● **INSTRUCTIONS FOR THE TASK**
What's wanted is the full listing, reproduced exactly.
Top of RECORDS SHOWN
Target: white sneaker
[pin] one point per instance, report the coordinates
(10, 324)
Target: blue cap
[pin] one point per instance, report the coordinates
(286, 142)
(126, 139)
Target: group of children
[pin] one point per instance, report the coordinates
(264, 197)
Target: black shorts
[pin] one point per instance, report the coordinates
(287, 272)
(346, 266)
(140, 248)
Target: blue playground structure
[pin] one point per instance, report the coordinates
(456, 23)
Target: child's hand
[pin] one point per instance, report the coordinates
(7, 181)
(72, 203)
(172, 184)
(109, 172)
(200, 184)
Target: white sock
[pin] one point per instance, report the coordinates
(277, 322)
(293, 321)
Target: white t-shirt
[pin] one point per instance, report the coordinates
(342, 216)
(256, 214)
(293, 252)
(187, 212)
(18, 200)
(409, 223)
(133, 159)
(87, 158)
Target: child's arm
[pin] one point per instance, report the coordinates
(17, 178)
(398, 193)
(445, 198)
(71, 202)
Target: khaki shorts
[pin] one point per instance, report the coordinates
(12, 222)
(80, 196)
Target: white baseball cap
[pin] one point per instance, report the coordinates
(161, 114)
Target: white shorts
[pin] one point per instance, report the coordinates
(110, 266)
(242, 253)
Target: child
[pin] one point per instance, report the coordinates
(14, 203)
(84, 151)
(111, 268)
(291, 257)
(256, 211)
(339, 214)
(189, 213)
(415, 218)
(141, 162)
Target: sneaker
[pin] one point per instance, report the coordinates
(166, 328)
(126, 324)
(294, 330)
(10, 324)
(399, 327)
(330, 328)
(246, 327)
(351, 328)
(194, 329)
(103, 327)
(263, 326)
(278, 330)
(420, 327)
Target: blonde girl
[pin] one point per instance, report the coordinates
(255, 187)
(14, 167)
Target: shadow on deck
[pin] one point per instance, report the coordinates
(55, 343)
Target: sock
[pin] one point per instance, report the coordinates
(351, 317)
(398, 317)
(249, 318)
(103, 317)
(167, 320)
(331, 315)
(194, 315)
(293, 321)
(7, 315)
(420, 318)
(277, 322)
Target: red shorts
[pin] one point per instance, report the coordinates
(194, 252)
Bottom of RECORDS SHOWN
● **ANSWER SPACE**
Target: white sneaker
[pin] one point per instance, report the coordinates
(10, 324)
Target: blue cap
[pin] one point per instance, report the coordinates
(286, 142)
(126, 139)
Target: group of children
[pin] one point per instance, report the coordinates
(264, 197)
Target: black shorts
[pin] one point per instance, report the coordinates
(287, 272)
(346, 266)
(140, 248)
Target: blue playground structure
[pin] one point per instance, report the coordinates
(456, 23)
Target: child's hand
[pin] one point per instance, report the coordinates
(7, 181)
(72, 203)
(172, 184)
(109, 172)
(200, 184)
Target: white sock
[pin] one point per instance, report the coordinates
(277, 322)
(293, 321)
Target: white t-shirt
[pin] one point per instance, report the coordinates
(342, 216)
(256, 214)
(293, 252)
(187, 212)
(18, 200)
(409, 223)
(133, 159)
(87, 158)
Target: child's arm
[pin] one point per instance, report the coordinates
(17, 178)
(398, 193)
(445, 198)
(71, 202)
Target: khaki shorts
[pin] one point per instance, report the coordinates
(12, 222)
(80, 196)
Target: white baseball cap
[pin] one point per instance, report the coordinates
(161, 114)
Target: white shorts
[pin] one point per instance, report the coordinates
(110, 266)
(242, 253)
Target: child
[pin] one point per instance, report the coordinates
(14, 203)
(84, 151)
(111, 268)
(291, 257)
(256, 211)
(339, 214)
(189, 213)
(415, 218)
(141, 162)
Target: sneaker
[pin] one point per instance, report the coordinates
(166, 328)
(126, 324)
(294, 330)
(10, 324)
(399, 327)
(330, 328)
(246, 327)
(351, 328)
(194, 329)
(103, 327)
(263, 326)
(278, 330)
(420, 327)
Target: blonde girl
[pin] one point per instance, report the coordinates
(255, 187)
(14, 167)
Target: shadow on deck
[pin] one point per instance, report the coordinates
(55, 343)
Target: sock
[pin] one point per instance, report the coordinates
(351, 317)
(398, 317)
(249, 318)
(103, 317)
(167, 320)
(331, 315)
(194, 315)
(293, 321)
(7, 315)
(420, 318)
(277, 322)
Target: red shorts
[pin] one point per instance, report the coordinates
(194, 252)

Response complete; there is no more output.